Task objective - How many lines in the entries below contain the string "shrub"? Reply with the number only.

Excerpt from a dataset:
===
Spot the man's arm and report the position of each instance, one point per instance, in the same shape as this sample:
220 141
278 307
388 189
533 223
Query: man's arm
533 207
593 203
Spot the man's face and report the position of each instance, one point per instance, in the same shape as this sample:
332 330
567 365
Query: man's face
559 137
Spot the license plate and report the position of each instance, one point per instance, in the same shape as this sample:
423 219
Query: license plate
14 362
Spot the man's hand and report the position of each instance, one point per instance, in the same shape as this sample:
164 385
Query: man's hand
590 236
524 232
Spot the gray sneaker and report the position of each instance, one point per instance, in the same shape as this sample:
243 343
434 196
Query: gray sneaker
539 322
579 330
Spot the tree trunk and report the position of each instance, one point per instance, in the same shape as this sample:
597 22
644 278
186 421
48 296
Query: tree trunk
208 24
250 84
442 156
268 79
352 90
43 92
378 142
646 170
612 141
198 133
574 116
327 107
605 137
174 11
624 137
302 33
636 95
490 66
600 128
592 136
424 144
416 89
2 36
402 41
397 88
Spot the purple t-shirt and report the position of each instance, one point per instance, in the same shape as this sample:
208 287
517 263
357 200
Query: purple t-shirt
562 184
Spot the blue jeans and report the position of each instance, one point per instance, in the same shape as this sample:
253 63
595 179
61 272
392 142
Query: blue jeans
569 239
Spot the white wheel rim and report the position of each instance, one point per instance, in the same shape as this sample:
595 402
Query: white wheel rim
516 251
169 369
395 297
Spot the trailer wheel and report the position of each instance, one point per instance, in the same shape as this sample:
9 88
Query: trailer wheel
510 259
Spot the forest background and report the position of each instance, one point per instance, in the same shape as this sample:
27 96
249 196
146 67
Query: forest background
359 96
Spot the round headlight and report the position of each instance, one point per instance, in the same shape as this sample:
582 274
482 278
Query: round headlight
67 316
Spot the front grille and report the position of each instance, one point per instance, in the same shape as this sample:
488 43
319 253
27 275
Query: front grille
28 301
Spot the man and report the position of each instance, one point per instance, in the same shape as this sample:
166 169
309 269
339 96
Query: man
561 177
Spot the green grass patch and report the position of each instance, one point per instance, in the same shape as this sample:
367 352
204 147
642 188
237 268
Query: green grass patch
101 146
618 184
===
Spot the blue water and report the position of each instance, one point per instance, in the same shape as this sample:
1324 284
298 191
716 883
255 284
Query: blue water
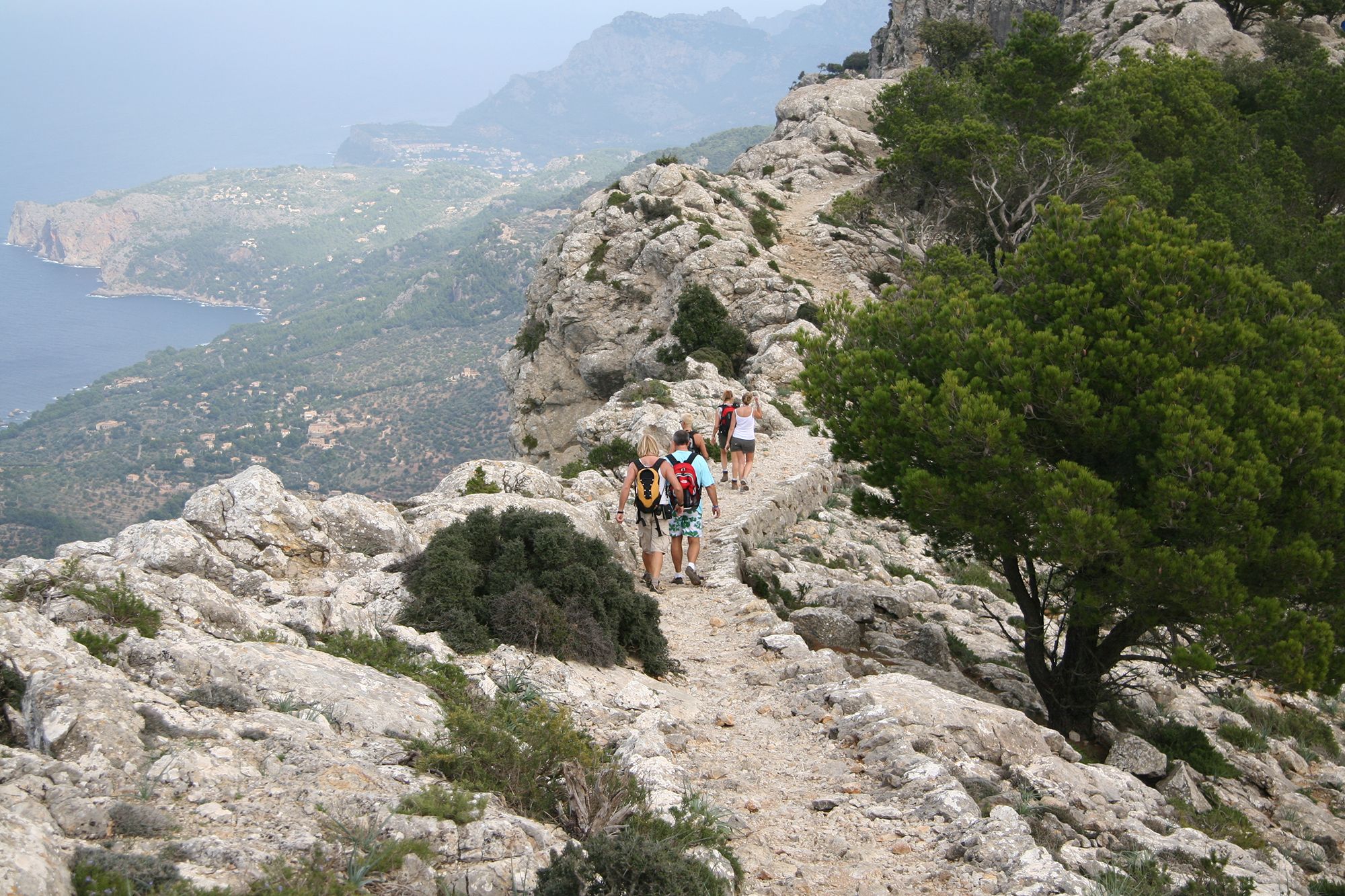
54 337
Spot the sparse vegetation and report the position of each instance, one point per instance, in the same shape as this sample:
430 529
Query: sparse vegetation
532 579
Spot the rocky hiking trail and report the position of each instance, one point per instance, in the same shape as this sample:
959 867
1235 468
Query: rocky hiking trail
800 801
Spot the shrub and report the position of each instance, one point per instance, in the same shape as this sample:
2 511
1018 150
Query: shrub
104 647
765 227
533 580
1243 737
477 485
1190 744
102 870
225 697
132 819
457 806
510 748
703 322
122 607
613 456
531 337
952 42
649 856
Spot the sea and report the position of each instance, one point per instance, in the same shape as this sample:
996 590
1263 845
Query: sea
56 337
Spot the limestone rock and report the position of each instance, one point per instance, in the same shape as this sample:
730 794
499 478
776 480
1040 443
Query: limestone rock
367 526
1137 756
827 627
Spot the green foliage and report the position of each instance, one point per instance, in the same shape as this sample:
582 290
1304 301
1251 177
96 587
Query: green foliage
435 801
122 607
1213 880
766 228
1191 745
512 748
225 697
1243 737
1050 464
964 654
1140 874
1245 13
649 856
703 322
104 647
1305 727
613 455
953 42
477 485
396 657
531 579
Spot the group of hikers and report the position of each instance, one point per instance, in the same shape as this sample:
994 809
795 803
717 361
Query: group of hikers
===
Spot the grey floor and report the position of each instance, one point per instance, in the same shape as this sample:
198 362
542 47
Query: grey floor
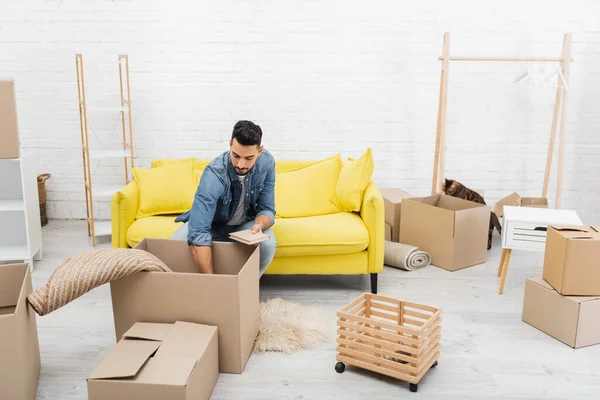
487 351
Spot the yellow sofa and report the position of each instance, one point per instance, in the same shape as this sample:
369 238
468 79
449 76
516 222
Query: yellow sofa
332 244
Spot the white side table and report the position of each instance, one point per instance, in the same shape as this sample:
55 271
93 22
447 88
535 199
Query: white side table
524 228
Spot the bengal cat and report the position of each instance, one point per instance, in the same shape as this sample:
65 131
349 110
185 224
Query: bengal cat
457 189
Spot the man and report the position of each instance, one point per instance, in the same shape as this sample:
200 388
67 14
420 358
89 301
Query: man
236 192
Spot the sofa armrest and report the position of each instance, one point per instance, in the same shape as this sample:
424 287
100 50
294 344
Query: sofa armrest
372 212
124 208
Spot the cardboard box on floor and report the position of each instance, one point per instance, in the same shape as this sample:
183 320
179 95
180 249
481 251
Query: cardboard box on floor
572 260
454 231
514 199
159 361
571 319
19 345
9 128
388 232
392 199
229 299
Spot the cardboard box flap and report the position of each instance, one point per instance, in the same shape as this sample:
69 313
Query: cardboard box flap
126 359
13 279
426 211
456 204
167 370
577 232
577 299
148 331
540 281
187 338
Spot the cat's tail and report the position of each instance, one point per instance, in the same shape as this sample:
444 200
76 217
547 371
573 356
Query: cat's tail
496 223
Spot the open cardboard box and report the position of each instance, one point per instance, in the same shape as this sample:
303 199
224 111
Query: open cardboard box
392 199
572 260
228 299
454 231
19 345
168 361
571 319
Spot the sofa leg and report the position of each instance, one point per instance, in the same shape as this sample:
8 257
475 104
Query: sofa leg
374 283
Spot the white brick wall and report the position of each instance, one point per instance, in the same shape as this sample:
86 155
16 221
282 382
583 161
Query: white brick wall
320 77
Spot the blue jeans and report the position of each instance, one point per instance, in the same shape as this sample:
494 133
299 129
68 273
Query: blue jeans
===
Output for this task - 2